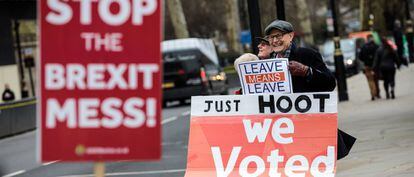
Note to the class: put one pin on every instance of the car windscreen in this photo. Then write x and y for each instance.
(185, 61)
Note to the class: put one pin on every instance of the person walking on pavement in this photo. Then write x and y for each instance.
(398, 38)
(385, 61)
(367, 55)
(8, 95)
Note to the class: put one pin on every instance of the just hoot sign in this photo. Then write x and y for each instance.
(265, 76)
(275, 135)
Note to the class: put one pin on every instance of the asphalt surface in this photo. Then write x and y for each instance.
(18, 156)
(384, 128)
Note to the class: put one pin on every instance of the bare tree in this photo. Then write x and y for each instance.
(177, 18)
(233, 24)
(304, 21)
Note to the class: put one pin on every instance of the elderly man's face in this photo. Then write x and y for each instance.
(279, 40)
(264, 50)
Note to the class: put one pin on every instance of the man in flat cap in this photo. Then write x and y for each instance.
(264, 48)
(309, 72)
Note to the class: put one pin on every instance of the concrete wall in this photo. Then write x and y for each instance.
(17, 117)
(9, 75)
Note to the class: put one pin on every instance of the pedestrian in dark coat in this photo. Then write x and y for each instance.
(367, 56)
(386, 59)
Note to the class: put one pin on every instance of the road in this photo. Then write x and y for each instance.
(18, 154)
(384, 128)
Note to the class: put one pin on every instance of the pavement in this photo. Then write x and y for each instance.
(384, 128)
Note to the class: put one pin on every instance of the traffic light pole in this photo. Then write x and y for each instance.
(255, 24)
(339, 59)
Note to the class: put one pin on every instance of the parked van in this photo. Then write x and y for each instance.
(191, 68)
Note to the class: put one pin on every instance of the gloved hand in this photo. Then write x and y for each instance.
(298, 69)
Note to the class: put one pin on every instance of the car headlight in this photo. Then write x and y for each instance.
(349, 61)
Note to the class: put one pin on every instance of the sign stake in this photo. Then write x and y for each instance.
(99, 169)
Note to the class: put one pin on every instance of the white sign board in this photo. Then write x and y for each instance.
(265, 76)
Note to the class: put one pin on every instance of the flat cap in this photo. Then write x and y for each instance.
(263, 39)
(279, 25)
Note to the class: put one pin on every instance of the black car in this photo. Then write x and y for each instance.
(190, 70)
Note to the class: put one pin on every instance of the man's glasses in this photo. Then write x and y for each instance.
(276, 36)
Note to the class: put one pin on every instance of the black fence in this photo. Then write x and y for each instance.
(17, 117)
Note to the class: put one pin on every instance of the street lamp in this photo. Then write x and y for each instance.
(409, 31)
(339, 58)
(280, 9)
(255, 24)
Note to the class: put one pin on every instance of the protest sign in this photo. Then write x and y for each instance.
(99, 80)
(263, 135)
(265, 76)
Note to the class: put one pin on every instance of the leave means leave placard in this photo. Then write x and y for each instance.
____________________
[WORK REQUIRED] Lay out every line of the records above as a numbered list, skipping any blank lines and leaving out the pictures.

[SOLVED EXERCISE]
1. Note to the class: put one pin on every instance of the car windscreen in this photo. Then write x and y for each instance.
2. (185, 61)
3. Note to the class: put one pin on every instance of the person walking on pavement in this photo. Then write x and y for each instance.
4. (398, 38)
5. (385, 61)
6. (367, 55)
7. (8, 95)
8. Note to the class: put one pin on every instance of the just hoot sign in this photo. Then write x and y for each instance.
9. (265, 76)
10. (275, 135)
11. Note to the class: put one pin on every instance of the asphalt surface in this photo. Then write x and y for each instance.
12. (18, 156)
13. (384, 128)
14. Note to the class: put one pin on every instance of the bare tree in this photo. Then write x and y for each instance.
15. (177, 18)
16. (233, 24)
17. (304, 21)
18. Note to the class: put one pin on every instance of the elderly man's face in this photo. Then write x and y for each instance.
19. (279, 40)
20. (264, 50)
21. Note to the class: put one pin on every instance of the man in flat cap in this photo. Then write x and y for each instance.
22. (264, 48)
23. (309, 72)
24. Note to the class: put one pin on every instance of the concrete wall in this photo. Then write x and y for each instance.
25. (17, 117)
26. (9, 75)
27. Note to the class: put one pin on every instance of the pedestrian in dark coat in this photo. Then write x and y for each instance.
28. (367, 56)
29. (386, 59)
30. Note to the class: put one pin on every instance of the road in this photo. Then write x and y for each instance.
31. (18, 154)
32. (384, 128)
33. Note to the class: put one pin on every instance of the pavement in this photo. Then write x and y for each instance.
34. (384, 128)
35. Note to the class: put one pin on every instance of the traffic light pole in this photo. Then write x and y for each instance.
36. (255, 24)
37. (339, 59)
38. Note to the class: put one pin on every instance of the parked van in this photo. Then write x and y for each instance.
39. (191, 68)
40. Note to the class: put one pin on every instance of the gloved hand in this photo. Then write x and y for each instance.
41. (298, 69)
42. Note to the class: put one pin on every instance of the car headlight in this photo. Then write x and y for each instance.
43. (349, 61)
44. Note to the class: put one pin on every instance of the sign stake in this photo. Then write x and y for each instance.
45. (99, 169)
46. Note to the class: put one pin on every instance of the white sign board in this photo. Then write x and y for each instance.
47. (265, 76)
48. Note to the class: put one pin on every instance of the flat cap in this photo. Then write x and y for each instance.
49. (263, 39)
50. (279, 25)
51. Note to the class: put one pin on every instance of the black car in this photo. Then write x and y for each instance.
52. (190, 70)
53. Note to the class: put one pin on every instance of the man's glasses in this photo. Then write x and y for each instance.
54. (276, 36)
55. Note to the class: put one pin on every instance of the black fence in this photo. Then write x and y for each instance.
56. (17, 117)
57. Note to the class: put one pin on every instance of the street lamp in this photo. Then write x and y for each instance.
58. (409, 31)
59. (339, 58)
60. (280, 9)
61. (255, 24)
62. Note to the class: put one pin on every instance of the protest sign in this photo. Then write x and y for each instance.
63. (99, 80)
64. (263, 135)
65. (265, 76)
66. Note to the class: put one pin on every instance of the leave means leave placard in this photo. Then write x and y for each instance.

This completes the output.